◆ TASKS TO PERFORM ◆
1. Transcribe the portfolio page word for word, everything from "From building data" down to "days to seconds.".
2. According to the portfolio page, how many engineers did Aaditya Gupta lead at ZS Associates?
3. Render this sentence from the portfolio page in Spanish: "I build the unglamorous machinery that lets Data & AI products actually ship — at scale, on budget, in regulated environments."

Engineering Lead · Data & AI Platforms

Aaditya
Gupta.

I build the unglamorous machinery that lets Data & AI products actually ship — at scale, on budget, in regulated environments.

Based
India · NCR
Now
Senior Associate L2, Publicis Sapient
Focus
Data platforms, multi-tenant AI
Years
Seven, and counting.
i. Preface

A short introduction.

About

For seven years I've worked on the less-visible side of software — pipelines, schemas, warehouses, tenancy boundaries, and the architecture decisions that quietly determine whether a system survives its second year. That data engineering foundation is what I'm bringing to the current era of AI products: they need clean ingestion, sane evaluation, and predictable cost just as badly as any analytics platform ever did. Today I lead teams building these platforms for healthcare, pharma, and enterprise analytics.

That foundation came from years on sales analytics and payment-integrity programs measured in tens of millions of dollars — HIPAA-compliant pipelines, data quality systems, on-prem-to-cloud migrations. It's also what's let me co-architect a multi-tenant competitive-intelligence platform: multiple services & AI agents, a multi-quarter scope shipped in eight weeks of focused delivery. I care about clean data, evaluation harnesses that tell the truth, cost-aware AI, and engineers who feel trusted enough to ship.

7  years data engineering 6  engineers led ~90%  data quality lift, DQMS on Databricks AI PLATFORM
ii. Trajectory

Seven years, four chapters.

From building data pipelines to designing the platforms they live in — a chronological account of the work, the teams, and the wins worth remembering.

  1. May 2025 — Present

    Engineering Lead, Data & AI Platforms

    Publicis Sapient · Senior Associate, Data Engineering L2

    Leading data engineering and AI platform delivery across two enterprise client engagements in healthcare and pharma analytics — owning architecture decisions, sprint scoping, and cross-functional collaboration with product, compliance, and US-based client-partner teams.

    • Multi-source patient analytics consolidation — unified five disparate clinical, pharmacy and spend sources into a single Snowflake-native data product, collapsing analyst time-to-insight from days to seconds.
    • Streaming MDM crosswalk on Kafka + Databricks for insurance and member identity — established the publish-subscribe pattern as a reusable engagement asset.
    • Two production AI services shipped on a 15-microservice multi-tenant SaaS platform, plus platform-wide cost & quality patterns (see project below).
  2. June 2022 — March 2025

    Data Engineering Lead, Analytics Programs

    ZS Associates · Business Technology Solutions Consultant

    Led an engineering team of six across two flagship programs — Sales Analytics Growth Engine and Payment Integrity Analytics — driving roadmap, sprint planning, mentorship, and end-to-end delivery against multi-million-dollar business outcomes.

    • Architected scalable, HIPAA-compliant platforms on Azure / Databricks, including end-to-end cloud migration of legacy on-prem systems with 100% data consistency via Control-M, Jenkins, UCD.
    • Data Quality Management System on Databricks improved data accuracy by ~90% across multiple datasets — became the standard layer for downstream business reporting.

◆ MATERIAL SUPPLIED ◆
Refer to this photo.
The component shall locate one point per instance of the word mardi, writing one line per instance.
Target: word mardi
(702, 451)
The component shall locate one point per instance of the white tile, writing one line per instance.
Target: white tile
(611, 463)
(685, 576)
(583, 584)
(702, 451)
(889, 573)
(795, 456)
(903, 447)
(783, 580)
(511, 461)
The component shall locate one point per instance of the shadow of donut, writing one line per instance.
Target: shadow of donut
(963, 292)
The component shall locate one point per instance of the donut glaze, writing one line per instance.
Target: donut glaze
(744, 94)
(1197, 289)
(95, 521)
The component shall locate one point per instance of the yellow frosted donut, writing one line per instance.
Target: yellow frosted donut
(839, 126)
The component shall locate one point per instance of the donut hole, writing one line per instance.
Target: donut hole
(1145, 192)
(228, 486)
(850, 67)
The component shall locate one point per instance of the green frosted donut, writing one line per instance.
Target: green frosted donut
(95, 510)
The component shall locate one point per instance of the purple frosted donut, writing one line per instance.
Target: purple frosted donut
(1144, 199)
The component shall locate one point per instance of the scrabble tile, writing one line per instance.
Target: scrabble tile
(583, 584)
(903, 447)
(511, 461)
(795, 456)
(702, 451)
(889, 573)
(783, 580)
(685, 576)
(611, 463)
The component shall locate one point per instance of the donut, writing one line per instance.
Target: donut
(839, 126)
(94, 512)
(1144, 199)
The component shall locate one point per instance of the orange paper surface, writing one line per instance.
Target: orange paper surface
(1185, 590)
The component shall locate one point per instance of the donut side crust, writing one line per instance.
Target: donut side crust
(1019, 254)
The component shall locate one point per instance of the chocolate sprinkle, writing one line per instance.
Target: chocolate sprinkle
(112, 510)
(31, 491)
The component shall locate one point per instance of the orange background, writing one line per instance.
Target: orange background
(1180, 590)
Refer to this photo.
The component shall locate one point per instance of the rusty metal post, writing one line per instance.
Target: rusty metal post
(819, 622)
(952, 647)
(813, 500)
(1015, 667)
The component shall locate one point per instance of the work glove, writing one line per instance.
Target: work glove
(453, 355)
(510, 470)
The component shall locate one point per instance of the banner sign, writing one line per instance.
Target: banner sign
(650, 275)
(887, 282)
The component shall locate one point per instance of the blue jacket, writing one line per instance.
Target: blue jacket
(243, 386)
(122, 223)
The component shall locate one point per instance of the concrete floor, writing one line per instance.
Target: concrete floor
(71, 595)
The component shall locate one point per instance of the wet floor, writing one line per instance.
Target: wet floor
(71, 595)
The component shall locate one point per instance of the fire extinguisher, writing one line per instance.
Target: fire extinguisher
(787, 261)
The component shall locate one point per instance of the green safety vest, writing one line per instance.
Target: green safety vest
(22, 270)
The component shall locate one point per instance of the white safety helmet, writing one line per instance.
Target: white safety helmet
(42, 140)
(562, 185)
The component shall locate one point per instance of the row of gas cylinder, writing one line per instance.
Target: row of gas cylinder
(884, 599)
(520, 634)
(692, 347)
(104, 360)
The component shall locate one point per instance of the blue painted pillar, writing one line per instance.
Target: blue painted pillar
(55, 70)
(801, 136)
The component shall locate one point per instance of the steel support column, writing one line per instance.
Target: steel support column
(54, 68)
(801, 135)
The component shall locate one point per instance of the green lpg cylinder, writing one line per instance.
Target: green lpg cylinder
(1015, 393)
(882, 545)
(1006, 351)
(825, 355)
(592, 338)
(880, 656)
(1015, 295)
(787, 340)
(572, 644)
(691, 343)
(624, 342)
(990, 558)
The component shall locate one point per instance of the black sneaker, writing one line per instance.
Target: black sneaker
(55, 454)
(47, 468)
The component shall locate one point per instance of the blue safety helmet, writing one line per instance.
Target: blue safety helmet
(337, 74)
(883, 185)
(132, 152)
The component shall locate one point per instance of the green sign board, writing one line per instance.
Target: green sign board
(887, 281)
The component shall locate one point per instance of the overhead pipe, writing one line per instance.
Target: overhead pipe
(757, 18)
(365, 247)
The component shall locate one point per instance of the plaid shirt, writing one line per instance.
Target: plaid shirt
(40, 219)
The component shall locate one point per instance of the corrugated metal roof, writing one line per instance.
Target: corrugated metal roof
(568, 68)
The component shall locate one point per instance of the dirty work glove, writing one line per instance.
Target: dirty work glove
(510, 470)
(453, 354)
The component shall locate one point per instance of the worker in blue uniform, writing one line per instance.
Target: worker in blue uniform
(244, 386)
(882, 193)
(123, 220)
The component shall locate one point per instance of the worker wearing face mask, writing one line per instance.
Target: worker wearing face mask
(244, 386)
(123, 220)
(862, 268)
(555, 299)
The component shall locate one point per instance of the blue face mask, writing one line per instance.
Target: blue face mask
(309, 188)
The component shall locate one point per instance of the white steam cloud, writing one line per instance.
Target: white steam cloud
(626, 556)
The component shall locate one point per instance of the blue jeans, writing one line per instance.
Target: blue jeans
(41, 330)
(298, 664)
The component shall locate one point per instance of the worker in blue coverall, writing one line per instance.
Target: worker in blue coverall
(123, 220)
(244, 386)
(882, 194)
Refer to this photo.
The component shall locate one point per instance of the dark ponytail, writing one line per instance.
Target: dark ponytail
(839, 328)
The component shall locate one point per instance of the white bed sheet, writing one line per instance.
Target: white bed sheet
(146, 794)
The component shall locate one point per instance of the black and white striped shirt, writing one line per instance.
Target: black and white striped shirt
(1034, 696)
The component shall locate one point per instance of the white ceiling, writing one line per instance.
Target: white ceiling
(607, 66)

◆ RESPONSES TO THE TASKS ◆
1.
From building data pipelines to designing the platforms they live in — a chronological account of the work, the teams, and the wins worth remembering.

  1. May 2025 — Present

    Engineering Lead, Data & AI Platforms

    Publicis Sapient · Senior Associate, Data Engineering L2

    Leading data engineering and AI platform delivery across two enterprise client engagements in healthcare and pharma analytics — owning architecture decisions, sprint scoping, and cross-functional collaboration with product, compliance, and US-based client-partner teams.

    • Multi-source patient analytics consolidation — unified five disparate clinical, pharmacy and spend sources into a single Snowflake-native data product, collapsing analyst time-to-insight from days to seconds.

2. Six engineers.

3. Construyo la maquinaria poco glamurosa que permite que los productos de datos e IA realmente salgan a producción: a escala, dentro del presupuesto y en entornos regulados.